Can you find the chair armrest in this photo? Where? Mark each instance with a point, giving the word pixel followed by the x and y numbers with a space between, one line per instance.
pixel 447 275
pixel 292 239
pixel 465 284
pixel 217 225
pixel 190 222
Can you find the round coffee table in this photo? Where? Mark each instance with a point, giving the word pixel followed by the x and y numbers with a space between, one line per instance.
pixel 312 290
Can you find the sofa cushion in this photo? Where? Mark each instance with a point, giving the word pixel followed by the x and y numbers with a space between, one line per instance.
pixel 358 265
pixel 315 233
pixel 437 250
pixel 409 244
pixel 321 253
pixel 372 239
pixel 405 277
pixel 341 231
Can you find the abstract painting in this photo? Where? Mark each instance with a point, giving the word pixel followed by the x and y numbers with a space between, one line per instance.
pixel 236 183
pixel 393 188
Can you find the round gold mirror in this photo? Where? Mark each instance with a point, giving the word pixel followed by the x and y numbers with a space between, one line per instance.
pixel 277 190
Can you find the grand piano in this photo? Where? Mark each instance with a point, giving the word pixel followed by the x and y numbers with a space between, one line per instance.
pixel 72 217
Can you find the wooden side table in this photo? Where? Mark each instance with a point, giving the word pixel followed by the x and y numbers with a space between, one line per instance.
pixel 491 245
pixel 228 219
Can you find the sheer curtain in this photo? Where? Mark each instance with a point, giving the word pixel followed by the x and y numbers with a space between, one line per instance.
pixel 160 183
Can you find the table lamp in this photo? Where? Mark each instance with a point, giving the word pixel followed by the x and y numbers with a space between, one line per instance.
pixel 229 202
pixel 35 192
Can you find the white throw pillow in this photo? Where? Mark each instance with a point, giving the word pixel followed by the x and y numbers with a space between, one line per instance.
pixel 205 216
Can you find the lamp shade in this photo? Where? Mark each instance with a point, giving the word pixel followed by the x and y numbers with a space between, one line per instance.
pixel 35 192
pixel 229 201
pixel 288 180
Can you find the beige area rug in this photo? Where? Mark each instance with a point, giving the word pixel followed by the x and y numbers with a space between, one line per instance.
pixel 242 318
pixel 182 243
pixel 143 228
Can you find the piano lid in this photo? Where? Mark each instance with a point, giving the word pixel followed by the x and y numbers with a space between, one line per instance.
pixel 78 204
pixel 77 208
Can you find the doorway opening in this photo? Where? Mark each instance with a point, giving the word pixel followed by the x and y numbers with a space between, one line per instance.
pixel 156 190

Task brief: Find "Can you find the table" in the material above; set down exactly the line holding it and every line after it, through the last, and no others.

Output for this exercise:
Can you find the table lamp in this photo? Where? Mark each instance with a point, giving the word pixel followed by the x and y numbers with a space between, one line per instance.
pixel 229 202
pixel 35 192
Can you find the white throw pillow in this photo? Where? Mark each instance with a point, giving the word pixel followed by the x and y numbers with a space between, one line per instance.
pixel 205 216
Can you find the lamp shade in this photo? Where? Mark each instance with a point, giving the word pixel followed by the x and y numbers with a space between, one line per instance.
pixel 35 192
pixel 229 201
pixel 288 180
Can you find the beige area rug in this photo? Where? Mark each instance with a point, giving the word pixel followed by the x and y numbers with a space between, one line per instance.
pixel 242 318
pixel 182 243
pixel 143 228
Can you find the piano lid in this photo? Where? Mark each instance with a point, giving the word pixel followed by the x and y numbers with a space between, one line per instance.
pixel 78 204
pixel 77 208
Can you find the doorway opening in this photo? Where? Mark each instance with a point, giving the word pixel followed by the x and y numbers with a space between, one line per instance.
pixel 156 190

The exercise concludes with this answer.